## Document segment:
• • • • • • •

For six years from the late 1940s Warren played for Ted Croad, who kept the big band style going long after others had moved on, with residencies at the Orange Ballroom on Newton Road and the Trade’s Hall on Hobson Street. Croad’s band played at the Orange from 1935, and only retired when rock and roll took over at the Trade’s Hall in 1956 (it was renamed the Jive Centre). Croad paid well, so attracted the best players. Among them were pianist Crombie Murdoch, bassist George Campbell, his brother Lou Campbell on trumpet, and Jim Watters on saxophone. The drummer was Croad’s son, Ed Croad, who would marry the singer, Pat McMinn.
What Ted Croad lacked in musicianship, he made up with showmanship, Warren recalled in 2006: “He loved to dress up in his white tie and tails and conduct the band, but half the time he didn’t know what he was doing. We used to laugh and snigger. He’d be taking a band through a new piece – we had to be reasonably good readers – and Ted would be conducting and the band would finish and Ted would sometimes finish a bar later, or a bar earlier.”
The band scene was still busy in the 1950s, and Warren played with most of the key characters.
Running one of Auckland’s top big bands during the war – especially when the American servicemen were in town – meant that Croad made a lot of money, much of which he poured back into the band. He kept a sizeable band going longer than it was necessary or financially wise. “He could have made the same money with a band half the size,” said Warren. Croad played for ballroom dancers, and didn’t like it when jive dancing arrived in the 1950s. Over the microphone he’d say, “No jiving allowed” – so the crowd started going elsewhere.

• • • • • • •

## Supplied information:
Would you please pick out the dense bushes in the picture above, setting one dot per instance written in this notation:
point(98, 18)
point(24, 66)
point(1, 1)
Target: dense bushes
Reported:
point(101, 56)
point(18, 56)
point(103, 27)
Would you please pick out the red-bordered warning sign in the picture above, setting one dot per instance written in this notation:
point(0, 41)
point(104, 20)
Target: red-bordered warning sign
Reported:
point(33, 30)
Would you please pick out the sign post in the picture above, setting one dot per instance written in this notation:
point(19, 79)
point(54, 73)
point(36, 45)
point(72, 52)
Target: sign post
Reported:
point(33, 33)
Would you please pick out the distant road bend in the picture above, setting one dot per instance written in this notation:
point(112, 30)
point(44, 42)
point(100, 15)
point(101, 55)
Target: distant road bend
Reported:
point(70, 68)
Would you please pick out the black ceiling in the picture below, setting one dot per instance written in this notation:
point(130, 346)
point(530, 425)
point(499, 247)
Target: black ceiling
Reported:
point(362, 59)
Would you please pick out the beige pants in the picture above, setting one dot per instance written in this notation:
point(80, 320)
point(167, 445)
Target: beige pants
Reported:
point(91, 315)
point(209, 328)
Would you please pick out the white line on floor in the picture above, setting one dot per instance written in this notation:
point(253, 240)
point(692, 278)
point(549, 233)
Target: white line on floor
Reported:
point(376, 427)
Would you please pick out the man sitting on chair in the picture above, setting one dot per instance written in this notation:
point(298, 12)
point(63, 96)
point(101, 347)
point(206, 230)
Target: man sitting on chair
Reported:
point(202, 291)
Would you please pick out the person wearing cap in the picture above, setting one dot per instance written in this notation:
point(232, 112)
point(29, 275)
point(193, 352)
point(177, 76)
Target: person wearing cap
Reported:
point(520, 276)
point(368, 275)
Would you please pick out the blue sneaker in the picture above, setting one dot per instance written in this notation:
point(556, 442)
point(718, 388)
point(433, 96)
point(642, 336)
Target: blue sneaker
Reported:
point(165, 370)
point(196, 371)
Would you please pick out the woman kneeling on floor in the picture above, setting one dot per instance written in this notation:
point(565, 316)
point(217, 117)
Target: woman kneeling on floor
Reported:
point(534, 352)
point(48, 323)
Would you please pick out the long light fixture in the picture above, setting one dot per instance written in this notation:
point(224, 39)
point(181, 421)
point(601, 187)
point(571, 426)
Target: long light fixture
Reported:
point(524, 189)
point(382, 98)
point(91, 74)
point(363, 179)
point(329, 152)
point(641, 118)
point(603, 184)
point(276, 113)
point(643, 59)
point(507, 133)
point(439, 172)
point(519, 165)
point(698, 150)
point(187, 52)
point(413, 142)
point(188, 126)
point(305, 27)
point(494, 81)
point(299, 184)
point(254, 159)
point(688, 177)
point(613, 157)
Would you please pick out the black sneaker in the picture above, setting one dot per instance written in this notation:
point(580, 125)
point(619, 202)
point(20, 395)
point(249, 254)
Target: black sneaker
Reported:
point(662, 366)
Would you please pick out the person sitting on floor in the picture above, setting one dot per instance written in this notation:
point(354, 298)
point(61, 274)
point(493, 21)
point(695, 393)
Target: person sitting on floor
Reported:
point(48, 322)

• • • • • • •

## Problems and tasks:
[1] Copy out the passage on Ted Croad's band from "The band scene" up to and including "started going elsewhere.".
[2] In the passage on Ted Croad's band, what new name did the Trade's Hall take when rock and roll took over there in 1956?

## Solutions below:
[1]
The band scene was still busy in the 1950s, and Warren played with most of the key characters.
Running one of Auckland’s top big bands during the war – especially when the American servicemen were in town – meant that Croad made a lot of money, much of which he poured back into the band. He kept a sizeable band going longer than it was necessary or financially wise. “He could have made the same money with a band half the size,” said Warren. Croad played for ballroom dancers, and didn’t like it when jive dancing arrived in the 1950s. Over the microphone he’d say, “No jiving allowed” – so the crowd started going elsewhere.

[2] The Jive Centre.